* YOUR OBJECTIVE *
Retype the section of the Swiss watch exports text starting at "The American love" and ending at "to wane stateside.".

* PASSAGE PROVIDED *

BEGIN

The American love affair with the Swiss watch appears to be far from over.

Exports of the country’s timepieces to the U.S. jumped considerably in May, the Federation of the Swiss Watch Industry announced Tuesday. The increase comes just one month after data suggested that demand might be starting to wane stateside.

In April, Swiss watch exports to the U.S. fell by 4.9 percent. That may not seem like much, but there was concern it could be the sign of something bigger after more than two straight years of rising shipments, according to Bloomberg. Fortunately, the dip looks to have been temporary.

The Swiss trade group’s latest data shows exports to the U.S. rose by 9.8 percent to nearly 359.4 million francs ($400 million) in May. For now, at least, it looks as if the industry doesn’t have to worry about being impacted by the “richcession”—a phenomenon in which wealthy Americans curb spending because of the current economic climate—just yet.

“This suggests that high-end American consumers, still seemingly in the YOLO [You Only Live Once] mindset, have resumed traveling and spending as summer approaches,” wrote Luca Solca, an analyst at Bernstein, according to Bloomberg.

Across the world, Swiss watch exports grew by 14.4 percent to 2.3 billion francs ($2.6 billion) in May. Since the start of the year, global shipments have risen by 11 percent to 10.9 billion francs ($12.1 billion). The steady increase, which continues a trend that started early in the pandemic, shows consumer demand for watches made by brands such as Rolex, Omega, and Patek Philippe remains strong despite fears that interest might be about to dip.

The U.S. still represents the biggest market for Swiss watchmakers, but exports to other regions also increased in May. The Federation of the Swiss Watch Industry’s numbers also show exports to China rose by a staggering 158.3 percent to 237.4 million francs ($264 million dollars) and to Hong Kong by 19.2 percent to 227 million francs ($252.4 million). Retailers in both regions are scrambling to restock pricey timepieces following years of pandemic-related restrictions and lockdowns.

END

* DATASET EXTRACT *
BEGIN

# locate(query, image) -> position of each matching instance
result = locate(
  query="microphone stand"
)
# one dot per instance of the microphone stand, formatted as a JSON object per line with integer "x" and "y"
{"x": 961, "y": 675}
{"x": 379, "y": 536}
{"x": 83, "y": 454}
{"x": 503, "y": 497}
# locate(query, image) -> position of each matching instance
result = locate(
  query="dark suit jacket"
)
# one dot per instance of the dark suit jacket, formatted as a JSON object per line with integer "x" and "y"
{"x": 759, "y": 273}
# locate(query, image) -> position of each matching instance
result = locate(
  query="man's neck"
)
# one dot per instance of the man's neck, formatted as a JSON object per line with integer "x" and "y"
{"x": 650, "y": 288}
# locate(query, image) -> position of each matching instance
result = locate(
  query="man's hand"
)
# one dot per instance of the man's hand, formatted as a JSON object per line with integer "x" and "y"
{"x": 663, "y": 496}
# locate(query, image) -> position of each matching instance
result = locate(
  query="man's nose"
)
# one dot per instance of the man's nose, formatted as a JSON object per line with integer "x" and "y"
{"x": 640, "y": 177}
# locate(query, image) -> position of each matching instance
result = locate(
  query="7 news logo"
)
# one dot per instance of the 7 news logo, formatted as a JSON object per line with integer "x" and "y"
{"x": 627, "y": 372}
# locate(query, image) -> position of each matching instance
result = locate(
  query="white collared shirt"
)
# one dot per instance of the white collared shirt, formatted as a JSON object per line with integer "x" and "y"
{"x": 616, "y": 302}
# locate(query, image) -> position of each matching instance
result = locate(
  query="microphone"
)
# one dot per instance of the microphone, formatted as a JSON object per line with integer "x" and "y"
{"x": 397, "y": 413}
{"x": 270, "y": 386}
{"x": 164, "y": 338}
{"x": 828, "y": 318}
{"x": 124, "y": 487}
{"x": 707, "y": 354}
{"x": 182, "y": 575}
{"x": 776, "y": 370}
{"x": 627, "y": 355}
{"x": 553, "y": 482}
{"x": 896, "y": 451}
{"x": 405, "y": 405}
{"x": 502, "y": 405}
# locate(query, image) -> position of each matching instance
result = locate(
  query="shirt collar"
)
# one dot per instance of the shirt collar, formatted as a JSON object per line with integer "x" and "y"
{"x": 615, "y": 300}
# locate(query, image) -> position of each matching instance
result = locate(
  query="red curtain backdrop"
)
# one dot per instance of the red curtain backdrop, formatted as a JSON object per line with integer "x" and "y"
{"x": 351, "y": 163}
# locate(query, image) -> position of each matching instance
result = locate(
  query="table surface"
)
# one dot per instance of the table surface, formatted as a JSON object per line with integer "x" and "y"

END

* RESPONSE *
The American love affair with the Swiss watch appears to be far from over.

Exports of the country’s timepieces to the U.S. jumped considerably in May, the Federation of the Swiss Watch Industry announced Tuesday. The increase comes just one month after data suggested that demand might be starting to wane stateside.